- _WORK INSTRUCTIONS_: Write out every line of the items below as a JSON array of strings, one string per line, with blank lines omitted.

— begin EXCERPTED DATA —

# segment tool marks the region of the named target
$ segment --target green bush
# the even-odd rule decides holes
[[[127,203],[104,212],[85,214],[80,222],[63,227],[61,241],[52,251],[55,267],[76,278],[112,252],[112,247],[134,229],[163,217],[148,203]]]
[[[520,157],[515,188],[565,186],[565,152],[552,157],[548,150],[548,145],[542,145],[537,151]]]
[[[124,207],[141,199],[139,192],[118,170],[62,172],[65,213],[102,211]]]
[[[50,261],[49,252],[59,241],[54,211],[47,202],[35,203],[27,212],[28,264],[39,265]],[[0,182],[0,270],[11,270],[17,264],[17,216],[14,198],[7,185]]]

— end EXCERPTED DATA —

- _EXERCISE RESULT_:
[
  "# segment tool marks the region of the named target",
  "$ segment --target green bush",
  "# the even-odd rule decides holes",
  "[[[127,203],[104,212],[85,214],[80,222],[63,227],[61,241],[52,251],[55,267],[76,278],[112,252],[112,247],[134,229],[163,217],[148,203]]]",
  "[[[520,157],[515,188],[565,186],[565,152],[552,157],[548,150],[548,145],[542,145],[537,151]]]",
  "[[[124,207],[141,199],[139,192],[118,170],[62,172],[65,213],[102,211]]]",
  "[[[50,261],[49,252],[59,241],[54,211],[47,202],[35,203],[27,212],[28,264],[39,265]],[[0,182],[0,270],[11,270],[17,264],[17,216],[14,198],[7,185]]]"
]